● KUTIPAN TEKS:
● ● ●
Jika kita memperhatikan, istilah faqih senantiasa berkaitan dengan kematangan memahami agama dan kesungguhan tekad untuk memegangi agama ini. Maka akan kian terasa pentingnya mengingat tanda lain dari zaman fitnah, yakni kian banyaknya orang berlomba-lomba mengejar dunia dengan amal akhirat. Pada saat yang sama kita mengingat keadaan memilukan di saat itu, yakni di antara sedikitnya fuqaha itu, sebagian besar tafaqquh fiddien bukan untuk kemuliaan dan kehormatan agama, tetapi demi memungut remah-remah dunia.
Maka berbicara tentang muslimah, tentang menjadi orangtua maupun guru yang mendidik anak-anak kita di masa thufulah, ada ruang yang rasanya dibiarkan kosong, hampa tanpa penghuni. Padahal inilah masa terpenting, masa yang sangat menentukan agar anak kita syakir saat memasuki masa mumayyiz. Dan itu berarti para ibu dan maupun guru benar-benar perlu mempelajari ilmu mendidik anak yang kuat akarnya, jelas pijakannya dan tegak kokoh prinsipnya.
● ● ●
Cuplikan dataset pelabelan titik:
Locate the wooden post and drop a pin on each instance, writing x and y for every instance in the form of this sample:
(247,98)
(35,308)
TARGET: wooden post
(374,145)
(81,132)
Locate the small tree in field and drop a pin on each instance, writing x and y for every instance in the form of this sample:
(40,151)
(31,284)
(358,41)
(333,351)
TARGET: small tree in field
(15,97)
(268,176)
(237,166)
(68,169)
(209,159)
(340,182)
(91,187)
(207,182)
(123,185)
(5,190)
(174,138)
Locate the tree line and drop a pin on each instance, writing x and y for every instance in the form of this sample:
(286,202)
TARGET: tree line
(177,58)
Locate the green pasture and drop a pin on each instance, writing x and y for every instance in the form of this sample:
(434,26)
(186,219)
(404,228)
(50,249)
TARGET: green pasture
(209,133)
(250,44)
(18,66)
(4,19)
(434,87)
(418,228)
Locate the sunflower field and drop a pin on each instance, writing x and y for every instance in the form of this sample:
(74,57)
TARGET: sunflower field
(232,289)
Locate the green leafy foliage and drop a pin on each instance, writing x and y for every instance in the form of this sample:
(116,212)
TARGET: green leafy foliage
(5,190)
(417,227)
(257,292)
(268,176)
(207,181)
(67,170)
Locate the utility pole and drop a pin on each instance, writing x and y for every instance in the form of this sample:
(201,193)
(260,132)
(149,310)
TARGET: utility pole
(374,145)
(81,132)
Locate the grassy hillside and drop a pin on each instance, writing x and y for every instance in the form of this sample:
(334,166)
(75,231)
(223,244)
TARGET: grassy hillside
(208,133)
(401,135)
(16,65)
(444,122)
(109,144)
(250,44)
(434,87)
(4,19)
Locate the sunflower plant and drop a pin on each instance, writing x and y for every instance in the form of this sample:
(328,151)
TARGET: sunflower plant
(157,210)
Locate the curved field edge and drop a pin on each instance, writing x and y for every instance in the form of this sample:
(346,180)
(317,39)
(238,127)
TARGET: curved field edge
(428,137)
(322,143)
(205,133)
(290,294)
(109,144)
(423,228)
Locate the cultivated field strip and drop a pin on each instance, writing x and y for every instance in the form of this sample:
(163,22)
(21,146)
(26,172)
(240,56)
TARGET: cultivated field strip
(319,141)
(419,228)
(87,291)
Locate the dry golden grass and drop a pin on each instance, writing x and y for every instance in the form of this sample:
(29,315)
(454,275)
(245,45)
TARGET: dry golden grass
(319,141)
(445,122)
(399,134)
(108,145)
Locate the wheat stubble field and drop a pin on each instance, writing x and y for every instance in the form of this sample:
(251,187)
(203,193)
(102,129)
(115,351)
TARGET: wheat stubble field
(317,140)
● ● ●
● DAFTAR TUGAS:
1) Tuliskan kembali tanpa perubahan bagian teks tentang faqih dan pendidikan anak yang diawali dengan kata-kata yang memuat "Jika kita memperhatikan, istilah" dan diakhiri dengan "memungut remah-remah dunia.".
2) Teruskan teks tentang faqih dan pendidikan anak, dimulai setelah kalimat terakhirnya.
Materi tersebut tidak memiliki hubungan dengan kutipan teks di atas.

● JAWABAN TUGAS:
1)
Jika kita memperhatikan, istilah faqih senantiasa berkaitan dengan kematangan memahami agama dan kesungguhan tekad untuk memegangi agama ini. Maka akan kian terasa pentingnya mengingat tanda lain dari zaman fitnah, yakni kian banyaknya orang berlomba-lomba mengejar dunia dengan amal akhirat. Pada saat yang sama kita mengingat keadaan memilukan di saat itu, yakni di antara sedikitnya fuqaha itu, sebagian besar tafaqquh fiddien bukan untuk kemuliaan dan kehormatan agama, tetapi demi memungut remah-remah dunia.

2)
Hari ini, menyedihkan sekali rasanya ketika mendengar perkataan yang begitu merdu terdengar, “Jadi orangtua maupun guru PAUD itu jangan hanya memahami agama. Perlu juga menguasai teknik-teknik parenting yang kreatif dan kekinian.”
Ungkapan semacam ini seolah agama tak memadai. Pada saat yang sama seakan-akan sudah sangat sempurna menanamkan agama ini kepada diri anak. Padahal masih sangat banyak orangtua maupun pendidik di PAUD yang bahkan tidak dapat membedakan antara ikhlas dan ridha.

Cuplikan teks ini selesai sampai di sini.